13. Appellant also claims “the evidence was not sufficient to prove beyond a

reasonable doubt that [she] constructively possessed the drugs hidden in

the car, and the trial court erred in convicting her of these possessory drug

offenses.”3 Id. at 18.




3
  We note that Appellant raised the following issues in her Pa.R.A.P. 1925(b)
statement of errors complained of on appeal, reproduced verbatim:

        a. The trial court erred in convicting [A]ppellant of false
        identification to law enforcement as the Commonwealth
        introduced no evidence that the police informed
        [A]ppellant she was the suspect of an official investigation
        and the Commonwealth neglected, at trial, to introduce
        evidence that [A]ppellant presented false identification to
        police.

◆ Supplied information
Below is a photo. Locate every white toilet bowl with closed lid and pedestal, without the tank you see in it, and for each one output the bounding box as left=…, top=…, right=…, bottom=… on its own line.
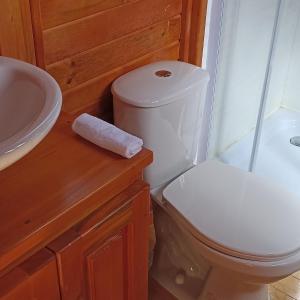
left=163, top=161, right=300, bottom=300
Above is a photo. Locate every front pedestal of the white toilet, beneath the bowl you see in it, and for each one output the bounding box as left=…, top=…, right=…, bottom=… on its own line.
left=199, top=267, right=270, bottom=300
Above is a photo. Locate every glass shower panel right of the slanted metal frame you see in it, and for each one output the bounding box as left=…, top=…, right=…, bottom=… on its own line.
left=252, top=0, right=300, bottom=196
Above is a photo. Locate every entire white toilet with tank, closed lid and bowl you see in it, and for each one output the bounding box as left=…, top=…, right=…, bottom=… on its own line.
left=112, top=61, right=300, bottom=300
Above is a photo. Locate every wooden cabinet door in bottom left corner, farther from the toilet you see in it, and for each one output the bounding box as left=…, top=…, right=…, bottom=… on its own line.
left=0, top=249, right=60, bottom=300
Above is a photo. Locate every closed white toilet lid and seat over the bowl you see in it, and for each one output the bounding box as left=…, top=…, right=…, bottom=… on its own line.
left=163, top=161, right=300, bottom=261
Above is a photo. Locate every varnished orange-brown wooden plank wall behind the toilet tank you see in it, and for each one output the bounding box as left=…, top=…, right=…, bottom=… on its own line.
left=0, top=0, right=207, bottom=119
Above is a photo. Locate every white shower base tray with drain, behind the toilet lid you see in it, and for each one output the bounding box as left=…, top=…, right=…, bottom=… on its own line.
left=219, top=108, right=300, bottom=196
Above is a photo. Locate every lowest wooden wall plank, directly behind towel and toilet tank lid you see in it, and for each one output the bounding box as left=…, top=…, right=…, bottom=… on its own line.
left=63, top=41, right=179, bottom=114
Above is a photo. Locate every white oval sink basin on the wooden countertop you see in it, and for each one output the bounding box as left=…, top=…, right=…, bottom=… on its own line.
left=0, top=56, right=62, bottom=170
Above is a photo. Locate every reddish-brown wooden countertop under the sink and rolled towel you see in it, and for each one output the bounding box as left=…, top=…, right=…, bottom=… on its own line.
left=0, top=115, right=152, bottom=274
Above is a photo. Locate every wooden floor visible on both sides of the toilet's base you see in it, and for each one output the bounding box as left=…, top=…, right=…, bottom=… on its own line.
left=149, top=271, right=300, bottom=300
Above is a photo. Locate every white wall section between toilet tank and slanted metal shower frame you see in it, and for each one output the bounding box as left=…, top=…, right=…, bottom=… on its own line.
left=210, top=0, right=280, bottom=156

◆ Work instruction 1
In the appellate excerpt, what evidence does Appellant's 1925(b) statement say the Commonwealth neglected to introduce at trial?
◆ Work instruction 2
Summarize the appellate excerpt in two sentences.

◆ Exercise solution 1
Evidence that Appellant presented false identification to police.

◆ Exercise solution 2
Appellant argues that the evidence did not prove beyond a reasonable doubt that she constructively possessed the drugs hidden in the car, so the trial court erred in convicting her of the possessory drug offenses. A footnote records that her Pa.R.A.P. 1925(b) statement also claimed the trial court erred in convicting her of false identification to law enforcement, because the Commonwealth introduced no evidence that police told her she was the suspect of an official investigation and did not introduce evidence that she gave police false identification.